_Job_
Which lines of the records contain the word "platform"? Show each of them in full.
>> Start Records shown
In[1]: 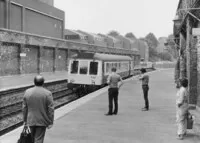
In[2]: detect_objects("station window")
[90,62,98,75]
[79,61,88,74]
[106,63,110,73]
[71,61,78,73]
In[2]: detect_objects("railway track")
[0,69,155,136]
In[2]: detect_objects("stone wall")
[0,43,19,76]
[197,36,200,107]
[0,28,140,76]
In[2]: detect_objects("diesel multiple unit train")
[68,53,152,91]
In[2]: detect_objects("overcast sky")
[54,0,179,38]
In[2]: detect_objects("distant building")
[65,29,88,43]
[0,0,65,38]
[156,37,167,53]
[77,30,107,47]
[117,35,137,50]
[36,0,54,6]
[133,39,149,62]
[101,34,123,48]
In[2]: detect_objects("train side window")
[106,63,110,73]
[90,62,98,75]
[71,61,78,73]
[79,61,88,74]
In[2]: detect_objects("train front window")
[79,61,88,74]
[71,61,78,73]
[90,62,98,75]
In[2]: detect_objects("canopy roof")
[74,53,132,61]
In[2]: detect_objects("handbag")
[17,126,34,143]
[187,113,194,129]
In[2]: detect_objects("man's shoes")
[105,113,112,116]
[177,135,183,140]
[142,108,149,111]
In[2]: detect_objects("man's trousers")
[142,85,149,109]
[108,88,119,114]
[30,126,46,143]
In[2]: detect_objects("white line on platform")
[0,69,160,143]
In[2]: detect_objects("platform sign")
[20,53,26,57]
[192,28,200,36]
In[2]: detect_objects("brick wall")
[197,36,200,107]
[56,49,68,71]
[40,47,54,72]
[20,45,39,74]
[0,44,19,76]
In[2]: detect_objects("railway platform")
[0,69,200,143]
[0,71,68,91]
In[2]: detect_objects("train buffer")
[0,69,200,143]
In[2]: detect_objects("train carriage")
[68,53,134,86]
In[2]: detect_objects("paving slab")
[0,69,200,143]
[45,69,200,143]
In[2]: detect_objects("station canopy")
[74,53,132,61]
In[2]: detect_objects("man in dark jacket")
[23,75,54,143]
[106,68,123,115]
[139,68,149,111]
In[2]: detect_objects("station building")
[132,39,149,62]
[65,29,88,44]
[77,30,107,47]
[0,0,65,39]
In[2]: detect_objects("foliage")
[108,30,120,37]
[145,33,158,48]
[125,32,136,39]
[158,52,172,61]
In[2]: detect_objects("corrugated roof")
[74,53,132,61]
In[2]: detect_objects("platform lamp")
[173,14,182,27]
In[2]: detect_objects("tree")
[125,32,137,39]
[165,34,178,59]
[145,33,158,48]
[108,30,120,37]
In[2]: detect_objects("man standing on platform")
[139,68,149,111]
[106,67,123,115]
[23,75,54,143]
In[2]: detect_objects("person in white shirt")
[176,79,188,140]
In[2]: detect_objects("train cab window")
[71,61,78,73]
[90,62,98,75]
[79,61,88,74]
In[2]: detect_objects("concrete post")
[179,33,187,79]
[37,46,43,74]
[186,17,197,104]
[53,48,58,72]
[5,0,10,29]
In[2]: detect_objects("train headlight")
[69,79,75,83]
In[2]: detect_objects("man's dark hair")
[34,75,44,86]
[111,67,117,72]
[140,68,147,73]
[180,78,188,87]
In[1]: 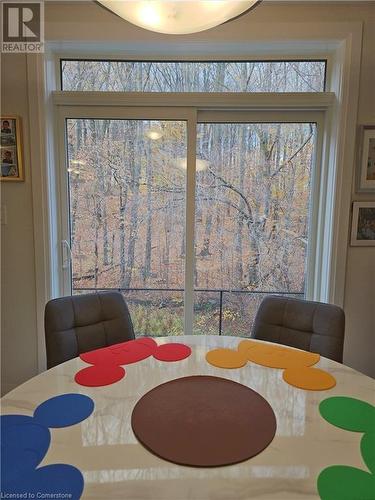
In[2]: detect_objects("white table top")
[1,336,375,500]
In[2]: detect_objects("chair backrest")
[251,295,345,363]
[44,292,134,368]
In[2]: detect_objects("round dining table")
[1,335,375,500]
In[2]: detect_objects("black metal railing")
[73,286,304,335]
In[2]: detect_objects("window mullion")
[184,111,197,335]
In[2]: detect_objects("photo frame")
[350,201,375,247]
[0,115,24,182]
[357,125,375,193]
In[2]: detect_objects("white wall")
[1,54,37,392]
[1,2,375,392]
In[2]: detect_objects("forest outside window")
[61,60,325,336]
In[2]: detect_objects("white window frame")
[53,92,328,340]
[27,23,362,371]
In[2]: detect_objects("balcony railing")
[73,286,304,336]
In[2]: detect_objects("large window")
[59,60,325,336]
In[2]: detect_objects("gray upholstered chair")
[251,295,345,363]
[44,292,134,368]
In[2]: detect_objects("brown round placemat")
[131,376,276,467]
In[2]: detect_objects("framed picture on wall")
>> End Records shown
_Output of the exercise_
In[2]: detect_objects("white line on platform")
In[2]: detect_objects("platform sign")
In[2]: detect_objects("railway platform")
In[2]: detect_objects("platform lamp")
In[2]: detect_objects("man standing on platform")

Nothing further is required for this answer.